Tocca poi a Brahms. Che Gatti restituisce in quattro modi diversi, perché le Sinfonie raccontano quattro mondi. La Prima ti prende allo stomaco, viscerale, immediata, disarmante anche nel suo omaggio a Beethoven. La Terza è un tocco poetico che si colora di tagli di luce livida. Domenica si parte con la Seconda, granitica, ma allo stesso tempo capace di lasciare squarci sognanti. La Quarta, che ha un preludio di lusso, le Variazioni su un tema di Haydn (da brivido l’ultima variazione, da stordimento la ricchezza di suono del finale), è un’ascesa verso l’alto, un’elevazione spirituale che arriva a toccare il vertice di tutto il precorso di Brahms e di Gatti con Brahms. Un viaggio entusiasmante e allo stesso tempo inquietante perché racconta di noi.

### Dati forniti
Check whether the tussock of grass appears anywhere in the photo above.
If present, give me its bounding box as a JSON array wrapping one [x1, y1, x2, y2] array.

### Consegne di lavoro
1. Nel brano su Brahms, quale composizione fa da preludio alla Quarta Sinfonia?
2. Scrivi il seguito del brano su Brahms a partire dalla sua ultima frase.
Il materiale riportato sopra non ha alcun legame con il brano.

### Risposte alle consegne
1. Le Variazioni su un tema di Haydn.

2.
Sei ore di musica culminate in una standing ovation (con entusiasmo incontenibile da parte del pubblico ed emozione difficilmente mascherabile per i musicisti) per laFil e per Gatti. Vincitori della maratona Brahms, ma soprattutto della sfida di moltiplicare – con la proposta di una nuova orchestra e di programmi stimolanti – le occasioni di crescita culturale di una città come Milano che, se vuole davvero avere respiro e status di capitale europea, deve metter da parte inutili mugugni (sarebbe assurdo pensare che a Monaco di Baviera all’orchestra della Bayerische Staatsoper vedessero con sospetto la presenza e l’attività della Bayerische rundfunk orchestra o dei Münchner philharmoniker) e lavorare per mettere in campo sempre il meglio, anche in una sana sfida qualitativa.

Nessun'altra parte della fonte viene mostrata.